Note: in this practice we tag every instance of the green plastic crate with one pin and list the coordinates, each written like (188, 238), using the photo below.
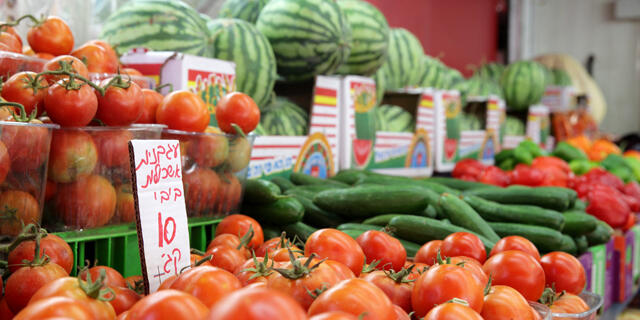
(117, 246)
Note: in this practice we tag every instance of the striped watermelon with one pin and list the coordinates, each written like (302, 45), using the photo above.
(523, 84)
(241, 42)
(309, 37)
(157, 25)
(405, 52)
(370, 32)
(247, 10)
(285, 118)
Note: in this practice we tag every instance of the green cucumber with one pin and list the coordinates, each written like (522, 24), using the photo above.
(258, 191)
(545, 239)
(282, 212)
(541, 197)
(367, 201)
(462, 214)
(305, 179)
(525, 214)
(577, 223)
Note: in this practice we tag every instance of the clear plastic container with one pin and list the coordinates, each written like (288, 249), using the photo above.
(90, 176)
(214, 170)
(24, 155)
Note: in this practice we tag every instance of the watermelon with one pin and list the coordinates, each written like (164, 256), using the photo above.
(370, 32)
(241, 42)
(309, 37)
(405, 54)
(157, 25)
(247, 10)
(284, 118)
(523, 84)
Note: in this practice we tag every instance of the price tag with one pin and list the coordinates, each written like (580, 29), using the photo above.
(161, 215)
—————
> [WHAT THIS TASK INVOLVES] Each line of the listing must be restated word for word, and the pictures left out.

> [SOLVED EXERCISE]
Note: in this practice we tag every instance of the green plastic crate with one pin and list the coordinates, each written like (188, 238), using the photo below.
(117, 246)
Note: in this practice we tag every instance of the striped watermelon with one pin and list the coordinates, each written like (302, 45), using the photo above.
(523, 84)
(241, 42)
(309, 37)
(157, 25)
(405, 52)
(370, 32)
(247, 10)
(285, 118)
Note: in this practice we tag every instance of the green cucumber with one pin and list the coordinates, each written like (522, 24), using the photo above.
(258, 191)
(545, 239)
(282, 212)
(541, 197)
(367, 201)
(462, 214)
(305, 179)
(525, 214)
(577, 223)
Note: in this practice we tag every instance of the clear plastic container with one pin and list the coordinates, each written like (288, 249), using the photo above.
(90, 176)
(214, 170)
(24, 155)
Note: in this practice we tag every instance of the watermelon with one pin and list the coordinates, each written like (164, 256), using the photo above.
(370, 32)
(241, 42)
(309, 37)
(405, 54)
(157, 25)
(247, 10)
(284, 118)
(523, 84)
Note: in this practice we tag every instance of the price tag with one pin and list the coordinates, each written like (580, 29), using the photo above.
(161, 215)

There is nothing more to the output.